*YOUR OBJECTIVE*
Show every line in the rows below that contains the string "face", reproducing each such line in full. Case counts when matching.

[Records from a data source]
((

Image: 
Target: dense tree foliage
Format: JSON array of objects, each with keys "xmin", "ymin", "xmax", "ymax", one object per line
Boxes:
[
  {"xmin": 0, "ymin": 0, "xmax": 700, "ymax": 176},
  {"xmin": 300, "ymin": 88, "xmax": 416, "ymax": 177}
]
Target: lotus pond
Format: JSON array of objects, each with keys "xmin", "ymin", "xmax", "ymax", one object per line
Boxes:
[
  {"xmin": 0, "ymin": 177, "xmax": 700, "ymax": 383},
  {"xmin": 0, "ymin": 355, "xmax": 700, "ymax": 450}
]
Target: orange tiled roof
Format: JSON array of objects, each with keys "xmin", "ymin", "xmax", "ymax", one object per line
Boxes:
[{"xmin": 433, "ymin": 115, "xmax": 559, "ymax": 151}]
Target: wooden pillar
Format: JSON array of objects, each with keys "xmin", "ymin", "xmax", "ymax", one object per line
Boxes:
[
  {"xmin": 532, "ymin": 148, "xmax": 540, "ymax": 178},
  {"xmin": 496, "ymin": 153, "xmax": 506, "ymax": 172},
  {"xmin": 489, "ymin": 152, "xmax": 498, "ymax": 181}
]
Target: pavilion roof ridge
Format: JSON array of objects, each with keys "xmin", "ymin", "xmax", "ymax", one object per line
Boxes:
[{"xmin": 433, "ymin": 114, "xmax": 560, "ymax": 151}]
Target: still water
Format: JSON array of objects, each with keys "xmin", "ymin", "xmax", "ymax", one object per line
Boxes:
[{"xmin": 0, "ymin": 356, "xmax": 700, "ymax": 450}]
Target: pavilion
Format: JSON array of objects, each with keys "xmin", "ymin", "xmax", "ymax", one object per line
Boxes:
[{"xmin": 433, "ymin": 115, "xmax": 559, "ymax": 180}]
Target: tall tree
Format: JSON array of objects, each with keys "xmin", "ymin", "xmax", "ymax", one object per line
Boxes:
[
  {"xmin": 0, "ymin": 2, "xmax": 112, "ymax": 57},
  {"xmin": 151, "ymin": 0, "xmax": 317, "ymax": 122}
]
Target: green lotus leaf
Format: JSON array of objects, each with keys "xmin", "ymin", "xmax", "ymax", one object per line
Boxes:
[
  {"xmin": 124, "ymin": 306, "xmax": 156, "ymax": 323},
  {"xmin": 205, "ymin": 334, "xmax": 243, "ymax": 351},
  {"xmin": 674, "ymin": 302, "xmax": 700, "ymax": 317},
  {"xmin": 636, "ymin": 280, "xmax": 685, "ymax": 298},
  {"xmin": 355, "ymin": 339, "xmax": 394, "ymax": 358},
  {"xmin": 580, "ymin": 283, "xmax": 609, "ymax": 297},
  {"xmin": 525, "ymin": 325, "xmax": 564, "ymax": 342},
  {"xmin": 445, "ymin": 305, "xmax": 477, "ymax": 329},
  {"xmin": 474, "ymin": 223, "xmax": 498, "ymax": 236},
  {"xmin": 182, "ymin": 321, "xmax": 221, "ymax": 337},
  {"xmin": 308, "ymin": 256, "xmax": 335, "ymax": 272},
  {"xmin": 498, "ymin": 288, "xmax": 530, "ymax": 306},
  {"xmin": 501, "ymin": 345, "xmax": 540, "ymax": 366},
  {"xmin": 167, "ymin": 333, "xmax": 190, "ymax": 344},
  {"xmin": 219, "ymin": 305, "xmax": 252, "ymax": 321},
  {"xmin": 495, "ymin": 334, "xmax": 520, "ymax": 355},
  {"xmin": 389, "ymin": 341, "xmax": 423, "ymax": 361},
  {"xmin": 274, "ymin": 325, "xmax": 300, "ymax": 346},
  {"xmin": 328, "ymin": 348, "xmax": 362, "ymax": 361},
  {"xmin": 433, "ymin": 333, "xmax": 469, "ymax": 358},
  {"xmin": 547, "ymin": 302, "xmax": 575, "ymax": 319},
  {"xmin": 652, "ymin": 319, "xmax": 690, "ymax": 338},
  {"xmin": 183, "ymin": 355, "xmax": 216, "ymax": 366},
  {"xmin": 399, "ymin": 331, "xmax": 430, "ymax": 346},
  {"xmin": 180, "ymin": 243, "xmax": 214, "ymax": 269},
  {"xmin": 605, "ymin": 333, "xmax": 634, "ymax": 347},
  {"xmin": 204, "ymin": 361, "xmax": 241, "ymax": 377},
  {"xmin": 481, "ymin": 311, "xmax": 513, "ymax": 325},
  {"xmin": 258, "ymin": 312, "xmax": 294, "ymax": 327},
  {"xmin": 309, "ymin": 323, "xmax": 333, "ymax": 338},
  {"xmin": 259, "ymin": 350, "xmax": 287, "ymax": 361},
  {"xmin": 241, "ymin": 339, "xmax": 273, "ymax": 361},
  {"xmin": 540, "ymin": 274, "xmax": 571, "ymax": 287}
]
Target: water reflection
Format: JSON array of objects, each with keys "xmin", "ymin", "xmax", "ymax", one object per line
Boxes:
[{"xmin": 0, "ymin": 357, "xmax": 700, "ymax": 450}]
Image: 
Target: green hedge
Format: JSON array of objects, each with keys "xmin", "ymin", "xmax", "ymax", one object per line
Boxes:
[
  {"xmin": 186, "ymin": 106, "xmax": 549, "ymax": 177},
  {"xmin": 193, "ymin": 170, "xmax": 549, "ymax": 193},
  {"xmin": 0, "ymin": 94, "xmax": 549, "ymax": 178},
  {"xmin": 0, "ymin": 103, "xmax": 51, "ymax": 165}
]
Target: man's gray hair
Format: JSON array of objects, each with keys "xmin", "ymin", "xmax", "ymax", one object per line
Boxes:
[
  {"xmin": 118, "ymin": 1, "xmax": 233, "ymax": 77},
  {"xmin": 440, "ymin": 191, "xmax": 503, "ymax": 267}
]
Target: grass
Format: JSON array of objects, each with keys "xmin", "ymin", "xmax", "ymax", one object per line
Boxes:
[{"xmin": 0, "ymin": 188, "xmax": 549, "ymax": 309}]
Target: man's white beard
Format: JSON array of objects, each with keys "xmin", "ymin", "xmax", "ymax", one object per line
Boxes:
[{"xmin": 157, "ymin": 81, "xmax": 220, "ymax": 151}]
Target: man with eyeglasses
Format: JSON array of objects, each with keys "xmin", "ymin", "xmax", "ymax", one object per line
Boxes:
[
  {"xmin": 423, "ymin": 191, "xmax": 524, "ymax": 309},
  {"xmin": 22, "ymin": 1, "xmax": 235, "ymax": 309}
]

))
((

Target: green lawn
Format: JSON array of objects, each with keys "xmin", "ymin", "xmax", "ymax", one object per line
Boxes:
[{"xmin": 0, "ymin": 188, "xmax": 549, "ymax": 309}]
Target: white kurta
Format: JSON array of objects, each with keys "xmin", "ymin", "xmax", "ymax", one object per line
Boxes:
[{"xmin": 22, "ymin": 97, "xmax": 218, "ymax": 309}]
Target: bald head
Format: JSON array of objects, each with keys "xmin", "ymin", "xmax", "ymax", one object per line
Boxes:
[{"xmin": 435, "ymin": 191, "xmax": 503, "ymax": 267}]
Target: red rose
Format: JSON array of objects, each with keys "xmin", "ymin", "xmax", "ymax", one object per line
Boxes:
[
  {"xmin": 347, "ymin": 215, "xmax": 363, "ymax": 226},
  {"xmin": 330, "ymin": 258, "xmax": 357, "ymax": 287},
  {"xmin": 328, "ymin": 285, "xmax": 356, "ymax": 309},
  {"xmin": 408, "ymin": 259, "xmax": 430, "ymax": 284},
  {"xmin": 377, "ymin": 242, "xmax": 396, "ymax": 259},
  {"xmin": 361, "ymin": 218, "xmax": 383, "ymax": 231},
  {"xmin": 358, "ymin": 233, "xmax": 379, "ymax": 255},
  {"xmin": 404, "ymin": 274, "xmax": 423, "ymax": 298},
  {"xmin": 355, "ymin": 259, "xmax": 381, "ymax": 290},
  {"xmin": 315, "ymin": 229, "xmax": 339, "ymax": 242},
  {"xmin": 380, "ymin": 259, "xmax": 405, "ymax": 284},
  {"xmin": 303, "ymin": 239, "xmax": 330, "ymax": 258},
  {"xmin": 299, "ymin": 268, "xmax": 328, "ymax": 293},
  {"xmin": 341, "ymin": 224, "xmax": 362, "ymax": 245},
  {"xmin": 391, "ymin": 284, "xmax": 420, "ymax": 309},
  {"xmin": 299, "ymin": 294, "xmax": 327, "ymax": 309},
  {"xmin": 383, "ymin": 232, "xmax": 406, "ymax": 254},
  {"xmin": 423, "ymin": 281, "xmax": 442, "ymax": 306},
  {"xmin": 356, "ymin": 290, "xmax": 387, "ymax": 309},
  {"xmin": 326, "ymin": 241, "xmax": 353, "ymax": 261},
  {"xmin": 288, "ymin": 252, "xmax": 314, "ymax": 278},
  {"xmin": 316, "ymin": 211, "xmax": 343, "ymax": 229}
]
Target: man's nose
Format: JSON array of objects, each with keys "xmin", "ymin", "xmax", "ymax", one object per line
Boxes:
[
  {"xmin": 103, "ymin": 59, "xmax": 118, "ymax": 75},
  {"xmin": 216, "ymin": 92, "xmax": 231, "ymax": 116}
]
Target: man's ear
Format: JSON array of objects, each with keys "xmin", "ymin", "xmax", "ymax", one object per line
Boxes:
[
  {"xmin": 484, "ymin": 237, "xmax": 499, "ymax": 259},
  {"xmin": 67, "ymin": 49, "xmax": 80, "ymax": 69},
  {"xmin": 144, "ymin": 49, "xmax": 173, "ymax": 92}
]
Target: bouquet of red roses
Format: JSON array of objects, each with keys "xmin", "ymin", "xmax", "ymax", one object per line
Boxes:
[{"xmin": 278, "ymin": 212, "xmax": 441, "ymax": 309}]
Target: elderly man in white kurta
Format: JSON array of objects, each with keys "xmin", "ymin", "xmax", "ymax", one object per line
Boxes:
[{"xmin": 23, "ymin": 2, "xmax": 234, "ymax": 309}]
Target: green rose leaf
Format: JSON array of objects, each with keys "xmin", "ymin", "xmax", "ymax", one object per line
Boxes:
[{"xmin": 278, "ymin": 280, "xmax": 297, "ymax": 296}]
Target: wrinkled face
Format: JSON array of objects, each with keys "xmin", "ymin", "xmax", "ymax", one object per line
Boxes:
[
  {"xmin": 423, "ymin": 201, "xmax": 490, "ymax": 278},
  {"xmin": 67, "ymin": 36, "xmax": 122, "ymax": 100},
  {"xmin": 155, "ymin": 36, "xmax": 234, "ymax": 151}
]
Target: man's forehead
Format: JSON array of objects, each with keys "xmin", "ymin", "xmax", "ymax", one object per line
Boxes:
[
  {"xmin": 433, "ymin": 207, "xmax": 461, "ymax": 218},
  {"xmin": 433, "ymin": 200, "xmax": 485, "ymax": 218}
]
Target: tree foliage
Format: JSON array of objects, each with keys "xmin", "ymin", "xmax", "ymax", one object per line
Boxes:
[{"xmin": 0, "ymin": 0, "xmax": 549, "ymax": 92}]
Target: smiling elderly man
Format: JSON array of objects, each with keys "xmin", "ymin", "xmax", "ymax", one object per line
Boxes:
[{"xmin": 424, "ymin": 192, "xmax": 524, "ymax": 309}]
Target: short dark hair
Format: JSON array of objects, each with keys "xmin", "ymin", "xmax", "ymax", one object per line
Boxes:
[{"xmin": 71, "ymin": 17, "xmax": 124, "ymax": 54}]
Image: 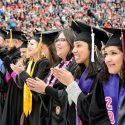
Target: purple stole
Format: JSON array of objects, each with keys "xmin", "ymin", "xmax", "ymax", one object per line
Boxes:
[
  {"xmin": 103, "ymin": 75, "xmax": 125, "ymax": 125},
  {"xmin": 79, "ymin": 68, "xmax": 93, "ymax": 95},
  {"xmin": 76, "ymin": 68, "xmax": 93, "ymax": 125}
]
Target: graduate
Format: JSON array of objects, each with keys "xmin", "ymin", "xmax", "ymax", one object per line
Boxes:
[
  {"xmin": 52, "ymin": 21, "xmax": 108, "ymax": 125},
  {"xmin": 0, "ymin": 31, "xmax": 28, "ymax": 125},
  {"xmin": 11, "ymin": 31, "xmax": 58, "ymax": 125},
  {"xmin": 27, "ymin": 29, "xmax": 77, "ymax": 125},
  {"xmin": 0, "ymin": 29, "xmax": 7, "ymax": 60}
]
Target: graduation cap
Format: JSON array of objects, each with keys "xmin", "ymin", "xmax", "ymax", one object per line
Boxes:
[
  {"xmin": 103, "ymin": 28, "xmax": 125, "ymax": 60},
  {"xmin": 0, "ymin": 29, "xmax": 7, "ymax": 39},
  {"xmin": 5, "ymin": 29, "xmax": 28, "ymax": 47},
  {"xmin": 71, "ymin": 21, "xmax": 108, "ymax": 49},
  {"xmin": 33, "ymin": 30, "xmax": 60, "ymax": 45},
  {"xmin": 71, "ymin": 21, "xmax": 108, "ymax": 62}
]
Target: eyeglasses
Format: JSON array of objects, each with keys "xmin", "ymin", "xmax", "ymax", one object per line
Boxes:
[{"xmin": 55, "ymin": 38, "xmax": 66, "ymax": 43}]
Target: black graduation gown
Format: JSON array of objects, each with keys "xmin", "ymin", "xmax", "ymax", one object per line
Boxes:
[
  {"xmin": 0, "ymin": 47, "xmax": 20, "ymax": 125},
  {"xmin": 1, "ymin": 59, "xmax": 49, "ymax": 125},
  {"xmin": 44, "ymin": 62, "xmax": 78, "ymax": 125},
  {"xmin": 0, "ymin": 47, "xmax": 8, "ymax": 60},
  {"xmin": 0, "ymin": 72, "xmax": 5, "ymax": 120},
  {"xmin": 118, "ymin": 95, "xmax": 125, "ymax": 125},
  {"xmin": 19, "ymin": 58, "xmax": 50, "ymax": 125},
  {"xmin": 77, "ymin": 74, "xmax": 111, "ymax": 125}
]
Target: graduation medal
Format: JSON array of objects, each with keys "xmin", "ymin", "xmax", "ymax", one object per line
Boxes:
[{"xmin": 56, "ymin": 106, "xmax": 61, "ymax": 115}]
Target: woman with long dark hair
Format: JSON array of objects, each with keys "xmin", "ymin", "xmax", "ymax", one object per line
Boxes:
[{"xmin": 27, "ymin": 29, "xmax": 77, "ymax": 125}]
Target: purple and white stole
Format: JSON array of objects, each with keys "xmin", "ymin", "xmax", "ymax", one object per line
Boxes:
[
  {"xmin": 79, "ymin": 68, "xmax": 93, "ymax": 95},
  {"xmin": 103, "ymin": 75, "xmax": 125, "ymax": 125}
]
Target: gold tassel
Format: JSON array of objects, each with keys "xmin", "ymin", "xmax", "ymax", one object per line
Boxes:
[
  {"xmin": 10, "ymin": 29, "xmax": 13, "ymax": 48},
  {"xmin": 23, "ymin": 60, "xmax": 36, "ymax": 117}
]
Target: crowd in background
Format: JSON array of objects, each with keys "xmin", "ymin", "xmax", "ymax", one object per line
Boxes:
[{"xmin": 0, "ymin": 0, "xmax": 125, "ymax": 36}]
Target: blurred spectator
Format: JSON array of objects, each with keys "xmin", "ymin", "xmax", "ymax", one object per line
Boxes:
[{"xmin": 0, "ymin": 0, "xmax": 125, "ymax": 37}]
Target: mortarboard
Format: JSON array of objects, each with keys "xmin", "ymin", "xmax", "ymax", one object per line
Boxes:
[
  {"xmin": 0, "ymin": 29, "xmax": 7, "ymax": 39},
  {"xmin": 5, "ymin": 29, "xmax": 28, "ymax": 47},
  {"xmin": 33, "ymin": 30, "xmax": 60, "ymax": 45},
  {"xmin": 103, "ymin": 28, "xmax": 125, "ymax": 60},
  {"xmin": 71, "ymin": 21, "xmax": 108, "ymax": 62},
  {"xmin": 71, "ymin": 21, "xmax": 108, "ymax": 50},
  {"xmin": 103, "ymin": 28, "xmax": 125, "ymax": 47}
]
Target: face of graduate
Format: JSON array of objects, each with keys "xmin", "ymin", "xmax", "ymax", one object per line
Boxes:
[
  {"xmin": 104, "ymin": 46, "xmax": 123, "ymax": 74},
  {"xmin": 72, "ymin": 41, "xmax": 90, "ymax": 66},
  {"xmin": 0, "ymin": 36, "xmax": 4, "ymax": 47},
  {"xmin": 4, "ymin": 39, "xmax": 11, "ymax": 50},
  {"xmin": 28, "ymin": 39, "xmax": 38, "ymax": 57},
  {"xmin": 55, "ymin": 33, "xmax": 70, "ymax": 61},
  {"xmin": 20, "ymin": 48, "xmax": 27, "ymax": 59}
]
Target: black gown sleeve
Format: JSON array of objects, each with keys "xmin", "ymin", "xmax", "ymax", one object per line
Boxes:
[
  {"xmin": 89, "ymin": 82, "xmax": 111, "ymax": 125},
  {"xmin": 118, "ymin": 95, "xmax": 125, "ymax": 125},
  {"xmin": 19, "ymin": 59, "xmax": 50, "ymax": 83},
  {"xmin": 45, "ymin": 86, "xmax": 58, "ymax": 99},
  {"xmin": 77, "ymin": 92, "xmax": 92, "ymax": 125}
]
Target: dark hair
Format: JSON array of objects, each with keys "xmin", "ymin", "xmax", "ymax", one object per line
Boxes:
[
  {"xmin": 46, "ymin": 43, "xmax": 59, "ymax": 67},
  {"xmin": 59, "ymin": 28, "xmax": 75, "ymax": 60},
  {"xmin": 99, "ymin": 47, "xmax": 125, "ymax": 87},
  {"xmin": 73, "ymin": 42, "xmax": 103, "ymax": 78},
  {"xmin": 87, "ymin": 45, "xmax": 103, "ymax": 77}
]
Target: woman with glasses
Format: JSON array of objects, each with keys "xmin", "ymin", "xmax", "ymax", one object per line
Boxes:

))
((

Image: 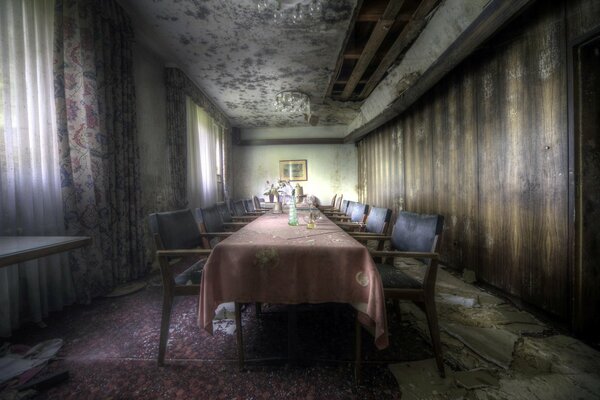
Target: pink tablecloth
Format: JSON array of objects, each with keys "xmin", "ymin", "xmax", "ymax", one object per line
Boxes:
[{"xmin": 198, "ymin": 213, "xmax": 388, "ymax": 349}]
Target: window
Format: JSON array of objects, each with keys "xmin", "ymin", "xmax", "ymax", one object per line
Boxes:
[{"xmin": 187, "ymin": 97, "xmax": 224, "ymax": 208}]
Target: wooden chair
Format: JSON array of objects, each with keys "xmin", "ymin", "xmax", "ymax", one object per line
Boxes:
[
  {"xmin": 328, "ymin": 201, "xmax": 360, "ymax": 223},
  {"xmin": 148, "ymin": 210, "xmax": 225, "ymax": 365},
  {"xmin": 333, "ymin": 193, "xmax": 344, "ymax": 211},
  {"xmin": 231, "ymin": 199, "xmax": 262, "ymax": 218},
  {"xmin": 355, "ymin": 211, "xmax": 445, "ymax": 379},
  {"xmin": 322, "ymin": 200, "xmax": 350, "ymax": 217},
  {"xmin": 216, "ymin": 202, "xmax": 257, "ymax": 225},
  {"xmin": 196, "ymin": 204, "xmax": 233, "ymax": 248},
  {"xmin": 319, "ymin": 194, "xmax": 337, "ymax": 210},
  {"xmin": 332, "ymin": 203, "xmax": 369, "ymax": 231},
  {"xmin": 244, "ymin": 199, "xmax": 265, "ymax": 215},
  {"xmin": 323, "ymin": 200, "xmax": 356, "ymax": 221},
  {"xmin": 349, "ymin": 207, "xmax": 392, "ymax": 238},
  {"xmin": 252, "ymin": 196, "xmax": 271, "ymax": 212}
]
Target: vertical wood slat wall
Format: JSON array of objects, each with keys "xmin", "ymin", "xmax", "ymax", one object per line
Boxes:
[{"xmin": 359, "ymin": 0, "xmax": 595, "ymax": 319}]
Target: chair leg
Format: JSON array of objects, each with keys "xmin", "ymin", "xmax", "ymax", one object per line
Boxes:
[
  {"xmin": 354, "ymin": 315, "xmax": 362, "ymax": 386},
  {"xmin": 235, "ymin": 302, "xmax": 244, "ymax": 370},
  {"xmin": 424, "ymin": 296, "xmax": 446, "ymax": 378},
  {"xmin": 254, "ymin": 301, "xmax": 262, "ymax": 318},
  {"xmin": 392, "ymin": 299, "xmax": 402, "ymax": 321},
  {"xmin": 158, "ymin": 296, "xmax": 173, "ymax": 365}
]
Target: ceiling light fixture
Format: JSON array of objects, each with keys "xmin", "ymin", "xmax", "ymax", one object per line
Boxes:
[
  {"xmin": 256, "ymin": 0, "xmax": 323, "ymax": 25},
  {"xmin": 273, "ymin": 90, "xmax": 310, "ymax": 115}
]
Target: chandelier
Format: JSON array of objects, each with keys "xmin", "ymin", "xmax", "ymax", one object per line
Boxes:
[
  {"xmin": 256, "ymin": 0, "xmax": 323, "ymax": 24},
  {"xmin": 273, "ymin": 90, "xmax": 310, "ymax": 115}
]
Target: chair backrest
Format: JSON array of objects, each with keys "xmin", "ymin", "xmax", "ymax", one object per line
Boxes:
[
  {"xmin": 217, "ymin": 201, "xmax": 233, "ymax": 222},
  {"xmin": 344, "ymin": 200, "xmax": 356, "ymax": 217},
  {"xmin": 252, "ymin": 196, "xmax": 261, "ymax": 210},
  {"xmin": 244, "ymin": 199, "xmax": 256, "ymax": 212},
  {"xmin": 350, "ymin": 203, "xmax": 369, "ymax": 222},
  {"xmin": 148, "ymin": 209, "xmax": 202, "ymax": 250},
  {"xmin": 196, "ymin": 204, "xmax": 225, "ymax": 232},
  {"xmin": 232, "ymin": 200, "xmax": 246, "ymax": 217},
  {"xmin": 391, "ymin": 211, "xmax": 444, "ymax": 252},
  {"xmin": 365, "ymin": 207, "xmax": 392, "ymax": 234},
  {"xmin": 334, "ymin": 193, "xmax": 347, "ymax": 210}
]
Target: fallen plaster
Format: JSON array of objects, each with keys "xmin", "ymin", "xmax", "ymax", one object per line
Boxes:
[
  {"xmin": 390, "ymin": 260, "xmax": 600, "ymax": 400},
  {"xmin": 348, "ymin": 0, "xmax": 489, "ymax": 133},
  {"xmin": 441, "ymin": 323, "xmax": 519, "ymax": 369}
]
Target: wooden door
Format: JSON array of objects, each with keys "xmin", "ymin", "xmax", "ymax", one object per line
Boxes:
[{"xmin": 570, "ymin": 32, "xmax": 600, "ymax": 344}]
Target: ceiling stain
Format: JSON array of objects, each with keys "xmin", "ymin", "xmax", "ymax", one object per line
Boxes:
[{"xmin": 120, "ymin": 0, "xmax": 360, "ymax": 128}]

))

*SOLUTION FOR THIS TASK*
Target: wrinkled face
Target: face of graduate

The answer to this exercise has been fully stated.